→ Belge metni:
Gezi Parkı’ndaki bu bekleyişe birçok sanatçı aktif olarak katılmış, direniş için yapılan şarkılar direnişin birer simgesi haline gelmiştir. Bununla beraber mizah da direnişin en özgün yanını oluşturan bir eylem yöntemi olmuştur. Eylemcilerin mizah anlayışlarıyla ürettikleri sloganlar, siyasette öfkenin hakim olmadığı bir dil yaratmış ve eylemcilerin daha özgür bir toplum özlemini yansıtmıştır. Direniş süresince taraftar grupları eylemlere katılarak geniş kitleleri hareketlendirmiştir.

→ Görevler:
a) Belge metnindeki "Bununla beraber mizah da direnişin en özgün yanını oluşturan bir eylem yöntemi olmuştur." cümlesini İngilizceye çevir.
b) Belge metninde "Gezi Parkı’ndaki bu" ifadesinden "geniş kitleleri hareketlendirmiştir." ifadesine kadar uzanan bölümü hiç değiştirmeden geri ver.
c) Belge metnine göre şu soruları yanıtla:
(i) Direniş için yapılan şarkılar neye dönüşmüştür?
(ii) Eylemcilerin mizahla ürettikleri sloganlar siyasette nasıl bir dil yaratmıştır?
(iii) Direniş süresince eylemlere katılarak geniş kitleleri kimler hareketlendirmiştir?

→ Veri kümesi kesiti:
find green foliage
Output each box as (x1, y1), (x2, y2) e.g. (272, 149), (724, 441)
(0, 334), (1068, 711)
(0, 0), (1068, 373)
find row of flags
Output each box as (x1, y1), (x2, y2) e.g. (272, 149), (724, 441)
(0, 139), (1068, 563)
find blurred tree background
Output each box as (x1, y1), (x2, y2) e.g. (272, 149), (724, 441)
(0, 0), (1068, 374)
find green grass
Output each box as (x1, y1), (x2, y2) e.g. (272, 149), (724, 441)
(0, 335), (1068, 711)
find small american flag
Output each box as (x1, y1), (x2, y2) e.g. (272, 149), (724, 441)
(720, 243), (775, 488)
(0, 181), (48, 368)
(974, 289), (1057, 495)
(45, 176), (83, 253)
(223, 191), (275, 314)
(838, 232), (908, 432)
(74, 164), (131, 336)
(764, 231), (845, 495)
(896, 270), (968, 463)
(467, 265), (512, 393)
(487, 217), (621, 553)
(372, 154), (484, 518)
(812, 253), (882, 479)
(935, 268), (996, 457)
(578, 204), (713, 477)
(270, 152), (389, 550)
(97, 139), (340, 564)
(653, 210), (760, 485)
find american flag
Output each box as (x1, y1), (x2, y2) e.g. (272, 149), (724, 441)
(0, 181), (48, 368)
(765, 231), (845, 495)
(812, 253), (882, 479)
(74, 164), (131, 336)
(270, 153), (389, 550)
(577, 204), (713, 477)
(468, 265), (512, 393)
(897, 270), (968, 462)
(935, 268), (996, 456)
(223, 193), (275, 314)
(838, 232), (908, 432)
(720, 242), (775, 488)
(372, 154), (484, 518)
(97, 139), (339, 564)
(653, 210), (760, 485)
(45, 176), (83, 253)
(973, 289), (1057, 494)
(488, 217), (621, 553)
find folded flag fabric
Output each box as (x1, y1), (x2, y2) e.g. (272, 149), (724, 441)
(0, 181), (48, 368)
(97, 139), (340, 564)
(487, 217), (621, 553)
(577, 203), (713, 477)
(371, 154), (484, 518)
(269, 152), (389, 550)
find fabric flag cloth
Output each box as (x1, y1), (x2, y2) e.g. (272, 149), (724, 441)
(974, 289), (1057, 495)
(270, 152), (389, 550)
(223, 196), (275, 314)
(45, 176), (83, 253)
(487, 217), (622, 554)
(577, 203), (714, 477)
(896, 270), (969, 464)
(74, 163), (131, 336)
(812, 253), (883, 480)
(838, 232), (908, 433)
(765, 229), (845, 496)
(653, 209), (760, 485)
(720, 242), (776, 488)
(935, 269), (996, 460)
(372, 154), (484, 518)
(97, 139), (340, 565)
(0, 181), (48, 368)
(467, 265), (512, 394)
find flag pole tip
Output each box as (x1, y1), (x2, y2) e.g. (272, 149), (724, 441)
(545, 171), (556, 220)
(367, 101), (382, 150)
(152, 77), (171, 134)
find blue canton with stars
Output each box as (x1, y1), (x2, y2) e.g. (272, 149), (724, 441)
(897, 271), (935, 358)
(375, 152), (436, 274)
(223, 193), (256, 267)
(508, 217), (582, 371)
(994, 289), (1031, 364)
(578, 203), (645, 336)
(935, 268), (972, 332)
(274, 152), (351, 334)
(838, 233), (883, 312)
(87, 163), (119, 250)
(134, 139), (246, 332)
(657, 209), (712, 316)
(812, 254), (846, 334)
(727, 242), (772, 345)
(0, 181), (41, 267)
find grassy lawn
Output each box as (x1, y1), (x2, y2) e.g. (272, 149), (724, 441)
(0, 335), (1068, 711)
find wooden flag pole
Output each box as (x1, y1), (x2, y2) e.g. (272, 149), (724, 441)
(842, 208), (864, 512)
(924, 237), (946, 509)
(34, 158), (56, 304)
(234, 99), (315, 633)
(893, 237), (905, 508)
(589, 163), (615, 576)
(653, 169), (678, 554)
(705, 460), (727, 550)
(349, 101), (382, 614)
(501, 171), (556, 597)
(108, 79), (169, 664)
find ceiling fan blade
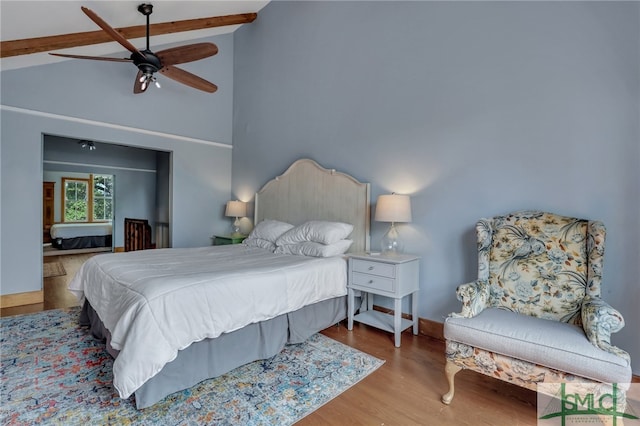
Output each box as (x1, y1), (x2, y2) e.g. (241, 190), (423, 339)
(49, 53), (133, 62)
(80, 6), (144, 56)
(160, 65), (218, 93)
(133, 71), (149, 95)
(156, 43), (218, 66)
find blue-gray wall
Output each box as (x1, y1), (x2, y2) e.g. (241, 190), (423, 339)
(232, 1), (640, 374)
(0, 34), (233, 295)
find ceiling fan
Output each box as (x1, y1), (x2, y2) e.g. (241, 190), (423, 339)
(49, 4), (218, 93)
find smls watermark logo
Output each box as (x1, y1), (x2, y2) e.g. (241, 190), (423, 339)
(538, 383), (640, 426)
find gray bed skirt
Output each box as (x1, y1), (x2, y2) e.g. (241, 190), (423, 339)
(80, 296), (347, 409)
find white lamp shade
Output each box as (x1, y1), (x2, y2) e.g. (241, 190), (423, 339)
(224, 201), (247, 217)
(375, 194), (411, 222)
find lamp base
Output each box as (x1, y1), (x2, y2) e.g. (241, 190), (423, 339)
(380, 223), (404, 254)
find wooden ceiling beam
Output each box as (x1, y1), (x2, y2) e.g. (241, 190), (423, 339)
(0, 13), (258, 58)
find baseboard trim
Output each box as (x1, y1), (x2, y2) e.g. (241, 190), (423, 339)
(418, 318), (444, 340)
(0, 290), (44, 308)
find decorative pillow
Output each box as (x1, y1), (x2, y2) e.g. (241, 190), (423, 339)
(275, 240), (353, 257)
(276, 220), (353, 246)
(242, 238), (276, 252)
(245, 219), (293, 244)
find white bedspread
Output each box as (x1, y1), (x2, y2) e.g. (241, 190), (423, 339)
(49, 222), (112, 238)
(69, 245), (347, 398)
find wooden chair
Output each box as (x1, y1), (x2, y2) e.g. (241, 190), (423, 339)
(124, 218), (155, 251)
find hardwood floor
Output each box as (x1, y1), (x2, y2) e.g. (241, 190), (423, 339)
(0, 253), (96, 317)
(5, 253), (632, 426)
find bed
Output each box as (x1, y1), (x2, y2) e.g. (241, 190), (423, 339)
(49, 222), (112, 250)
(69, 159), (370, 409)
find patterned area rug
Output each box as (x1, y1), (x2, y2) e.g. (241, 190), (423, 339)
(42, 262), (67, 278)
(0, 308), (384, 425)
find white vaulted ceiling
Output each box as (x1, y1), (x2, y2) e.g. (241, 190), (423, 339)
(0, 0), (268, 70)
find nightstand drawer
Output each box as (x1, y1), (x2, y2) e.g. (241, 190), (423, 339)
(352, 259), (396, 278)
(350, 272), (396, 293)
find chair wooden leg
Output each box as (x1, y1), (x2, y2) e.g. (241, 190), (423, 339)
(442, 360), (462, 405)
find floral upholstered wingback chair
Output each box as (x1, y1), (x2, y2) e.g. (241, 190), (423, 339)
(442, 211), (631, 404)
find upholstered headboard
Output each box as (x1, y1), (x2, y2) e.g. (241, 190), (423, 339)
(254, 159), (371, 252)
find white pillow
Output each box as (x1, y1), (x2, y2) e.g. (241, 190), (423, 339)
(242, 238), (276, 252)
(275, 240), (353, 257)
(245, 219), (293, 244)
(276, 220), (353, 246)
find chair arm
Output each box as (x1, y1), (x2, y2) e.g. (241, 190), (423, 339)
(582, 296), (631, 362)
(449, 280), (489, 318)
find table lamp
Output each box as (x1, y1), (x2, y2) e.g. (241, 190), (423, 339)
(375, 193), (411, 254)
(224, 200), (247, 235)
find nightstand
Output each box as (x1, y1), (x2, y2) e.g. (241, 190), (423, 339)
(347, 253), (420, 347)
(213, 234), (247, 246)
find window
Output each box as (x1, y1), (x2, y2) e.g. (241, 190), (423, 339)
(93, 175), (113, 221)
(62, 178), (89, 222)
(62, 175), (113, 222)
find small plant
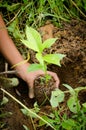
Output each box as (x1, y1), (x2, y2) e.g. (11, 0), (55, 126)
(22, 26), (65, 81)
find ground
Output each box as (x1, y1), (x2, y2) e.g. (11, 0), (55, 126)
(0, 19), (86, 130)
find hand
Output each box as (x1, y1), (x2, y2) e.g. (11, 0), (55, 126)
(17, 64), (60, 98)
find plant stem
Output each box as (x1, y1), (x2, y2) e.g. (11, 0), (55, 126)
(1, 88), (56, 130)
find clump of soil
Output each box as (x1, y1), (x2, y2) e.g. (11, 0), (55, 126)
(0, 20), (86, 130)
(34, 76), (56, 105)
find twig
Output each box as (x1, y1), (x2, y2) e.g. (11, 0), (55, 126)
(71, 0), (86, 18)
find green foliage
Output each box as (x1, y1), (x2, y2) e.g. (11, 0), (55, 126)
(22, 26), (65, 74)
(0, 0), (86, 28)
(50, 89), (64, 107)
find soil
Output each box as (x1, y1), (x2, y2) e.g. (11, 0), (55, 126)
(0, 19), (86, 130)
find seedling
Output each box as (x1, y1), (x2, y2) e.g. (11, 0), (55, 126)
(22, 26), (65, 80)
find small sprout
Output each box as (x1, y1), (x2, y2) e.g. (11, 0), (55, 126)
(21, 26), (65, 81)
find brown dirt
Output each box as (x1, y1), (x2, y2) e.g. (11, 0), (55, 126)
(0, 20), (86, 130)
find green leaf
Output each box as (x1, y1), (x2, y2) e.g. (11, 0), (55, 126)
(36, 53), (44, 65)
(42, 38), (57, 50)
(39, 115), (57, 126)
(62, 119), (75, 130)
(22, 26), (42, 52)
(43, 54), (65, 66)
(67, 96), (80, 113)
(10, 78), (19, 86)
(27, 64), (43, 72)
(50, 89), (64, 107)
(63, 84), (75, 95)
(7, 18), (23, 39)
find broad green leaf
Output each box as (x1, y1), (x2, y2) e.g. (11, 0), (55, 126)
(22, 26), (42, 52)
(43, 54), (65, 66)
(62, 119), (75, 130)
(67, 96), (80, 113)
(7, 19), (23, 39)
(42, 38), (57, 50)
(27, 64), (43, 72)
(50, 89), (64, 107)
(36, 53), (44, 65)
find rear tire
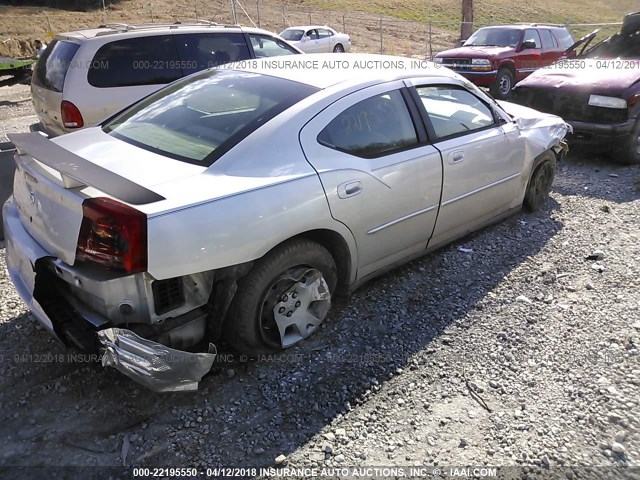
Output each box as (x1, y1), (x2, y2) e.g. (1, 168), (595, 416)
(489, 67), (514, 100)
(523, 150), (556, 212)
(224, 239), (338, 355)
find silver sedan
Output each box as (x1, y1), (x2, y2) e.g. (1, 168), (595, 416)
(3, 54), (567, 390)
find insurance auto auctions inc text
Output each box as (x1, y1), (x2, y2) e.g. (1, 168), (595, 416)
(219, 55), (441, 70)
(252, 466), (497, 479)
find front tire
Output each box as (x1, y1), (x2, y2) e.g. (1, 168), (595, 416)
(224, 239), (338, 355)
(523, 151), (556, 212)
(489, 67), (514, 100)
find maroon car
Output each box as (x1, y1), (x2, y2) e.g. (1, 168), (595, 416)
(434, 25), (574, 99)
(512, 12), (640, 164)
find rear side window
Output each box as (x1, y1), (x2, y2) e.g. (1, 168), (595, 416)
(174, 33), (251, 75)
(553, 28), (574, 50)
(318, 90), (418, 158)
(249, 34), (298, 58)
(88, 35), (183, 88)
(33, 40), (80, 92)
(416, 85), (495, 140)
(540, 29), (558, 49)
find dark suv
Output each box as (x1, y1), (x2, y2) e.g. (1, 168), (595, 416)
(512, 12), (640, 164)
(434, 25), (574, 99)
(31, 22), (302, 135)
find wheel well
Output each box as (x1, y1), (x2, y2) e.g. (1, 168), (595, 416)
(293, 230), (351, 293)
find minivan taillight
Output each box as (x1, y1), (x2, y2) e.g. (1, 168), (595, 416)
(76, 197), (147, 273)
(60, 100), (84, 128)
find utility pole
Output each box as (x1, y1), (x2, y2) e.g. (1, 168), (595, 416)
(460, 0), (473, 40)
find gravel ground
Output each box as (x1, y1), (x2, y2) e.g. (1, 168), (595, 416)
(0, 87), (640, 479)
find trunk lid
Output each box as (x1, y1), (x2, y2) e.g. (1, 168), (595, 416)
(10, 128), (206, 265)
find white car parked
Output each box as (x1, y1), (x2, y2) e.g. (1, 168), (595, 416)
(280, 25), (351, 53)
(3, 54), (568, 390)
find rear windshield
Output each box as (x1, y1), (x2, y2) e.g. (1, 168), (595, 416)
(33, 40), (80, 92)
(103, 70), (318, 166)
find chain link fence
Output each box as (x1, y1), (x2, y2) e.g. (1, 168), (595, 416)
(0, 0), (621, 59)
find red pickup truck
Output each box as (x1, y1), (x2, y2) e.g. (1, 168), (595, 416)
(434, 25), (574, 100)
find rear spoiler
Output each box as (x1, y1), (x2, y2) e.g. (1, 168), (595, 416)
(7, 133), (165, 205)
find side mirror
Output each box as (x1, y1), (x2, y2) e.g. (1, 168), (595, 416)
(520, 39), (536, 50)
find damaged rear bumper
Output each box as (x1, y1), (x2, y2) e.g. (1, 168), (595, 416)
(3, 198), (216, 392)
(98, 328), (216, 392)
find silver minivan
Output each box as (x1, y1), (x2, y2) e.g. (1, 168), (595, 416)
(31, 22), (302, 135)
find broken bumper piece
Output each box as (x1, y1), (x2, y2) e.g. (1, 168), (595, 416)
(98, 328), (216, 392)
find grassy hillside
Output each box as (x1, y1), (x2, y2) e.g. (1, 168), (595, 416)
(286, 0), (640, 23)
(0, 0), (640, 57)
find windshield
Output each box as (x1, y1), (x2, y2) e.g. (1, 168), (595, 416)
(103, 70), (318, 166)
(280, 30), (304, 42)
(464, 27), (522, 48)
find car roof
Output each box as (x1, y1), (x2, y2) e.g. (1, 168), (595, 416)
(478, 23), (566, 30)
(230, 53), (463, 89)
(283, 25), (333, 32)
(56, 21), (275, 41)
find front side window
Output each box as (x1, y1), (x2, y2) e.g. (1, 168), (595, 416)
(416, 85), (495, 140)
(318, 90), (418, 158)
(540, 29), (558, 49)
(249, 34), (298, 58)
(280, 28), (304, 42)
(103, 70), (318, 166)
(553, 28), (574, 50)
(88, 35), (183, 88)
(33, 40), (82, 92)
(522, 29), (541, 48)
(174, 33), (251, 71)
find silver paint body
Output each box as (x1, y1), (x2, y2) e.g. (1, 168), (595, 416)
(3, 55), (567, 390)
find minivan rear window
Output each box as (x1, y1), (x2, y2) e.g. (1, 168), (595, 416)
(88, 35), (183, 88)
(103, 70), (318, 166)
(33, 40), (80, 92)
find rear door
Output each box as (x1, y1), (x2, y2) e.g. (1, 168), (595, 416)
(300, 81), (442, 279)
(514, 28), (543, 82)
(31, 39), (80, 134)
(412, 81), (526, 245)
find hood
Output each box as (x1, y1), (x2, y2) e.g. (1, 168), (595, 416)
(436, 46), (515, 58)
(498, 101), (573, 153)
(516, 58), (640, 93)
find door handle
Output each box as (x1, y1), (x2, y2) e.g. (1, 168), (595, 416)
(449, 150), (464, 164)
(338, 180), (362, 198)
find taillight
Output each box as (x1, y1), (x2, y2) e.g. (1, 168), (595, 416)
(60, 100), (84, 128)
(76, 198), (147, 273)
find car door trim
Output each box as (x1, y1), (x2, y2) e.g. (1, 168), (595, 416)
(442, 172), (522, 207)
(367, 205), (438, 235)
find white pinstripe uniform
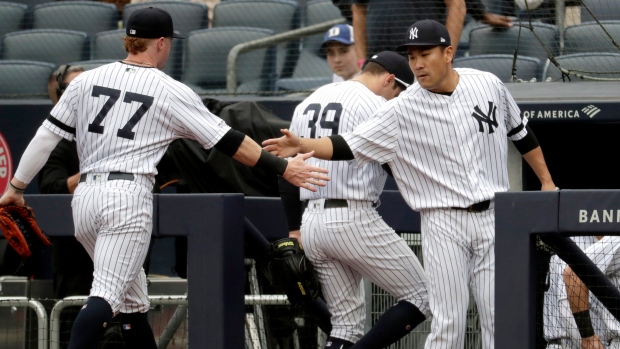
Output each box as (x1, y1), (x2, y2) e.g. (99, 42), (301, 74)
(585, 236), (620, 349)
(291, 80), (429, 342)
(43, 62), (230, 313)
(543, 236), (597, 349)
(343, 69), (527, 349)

→ Beklenen çıktılar:
a) At the same time, humor also became a method of protest that formed the most original side of the resistance.

b)
Gezi Parkı’ndaki bu bekleyişe birçok sanatçı aktif olarak katılmış, direniş için yapılan şarkılar direnişin birer simgesi haline gelmiştir. Bununla beraber mizah da direnişin en özgün yanını oluşturan bir eylem yöntemi olmuştur. Eylemcilerin mizah anlayışlarıyla ürettikleri sloganlar, siyasette öfkenin hakim olmadığı bir dil yaratmış ve eylemcilerin daha özgür bir toplum özlemini yansıtmıştır. Direniş süresince taraftar grupları eylemlere katılarak geniş kitleleri hareketlendirmiştir.

c)
(i) Direnişin birer simgesine.
(ii) Öfkenin hakim olmadığı bir dil.
(iii) Taraftar grupları.